---------- Given records ----------

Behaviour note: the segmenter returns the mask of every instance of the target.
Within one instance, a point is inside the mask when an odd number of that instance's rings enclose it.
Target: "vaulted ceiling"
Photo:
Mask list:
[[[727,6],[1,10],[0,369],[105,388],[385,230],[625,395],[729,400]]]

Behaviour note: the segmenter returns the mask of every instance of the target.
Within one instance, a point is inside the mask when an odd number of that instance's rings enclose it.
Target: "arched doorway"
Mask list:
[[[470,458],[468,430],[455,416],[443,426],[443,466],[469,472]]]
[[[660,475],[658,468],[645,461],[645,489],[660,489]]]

----------
---------- Given records ----------

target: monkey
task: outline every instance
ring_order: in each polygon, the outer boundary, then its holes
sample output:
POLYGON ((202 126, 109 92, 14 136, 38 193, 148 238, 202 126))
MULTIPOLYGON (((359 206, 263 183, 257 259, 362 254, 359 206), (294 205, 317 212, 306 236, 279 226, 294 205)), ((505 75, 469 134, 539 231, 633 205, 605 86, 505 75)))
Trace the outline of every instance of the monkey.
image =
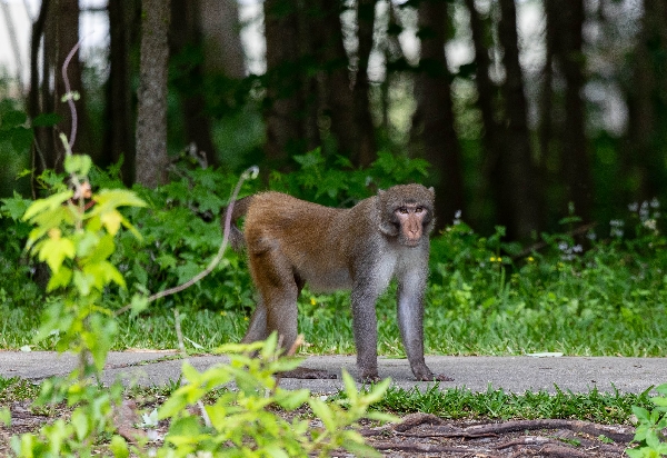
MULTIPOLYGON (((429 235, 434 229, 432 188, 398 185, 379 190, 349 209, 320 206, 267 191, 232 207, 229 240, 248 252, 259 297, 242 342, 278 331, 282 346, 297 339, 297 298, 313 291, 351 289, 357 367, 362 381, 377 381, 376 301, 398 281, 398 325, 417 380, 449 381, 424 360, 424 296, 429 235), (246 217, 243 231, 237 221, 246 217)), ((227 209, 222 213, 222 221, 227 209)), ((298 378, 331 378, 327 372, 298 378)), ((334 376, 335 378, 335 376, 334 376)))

----------

What you have to do.
Copy every line of the items above that contains the word "outline". Case counts.

Answer for the task.
task: outline every instance
Trace the outline of every instance of the monkey.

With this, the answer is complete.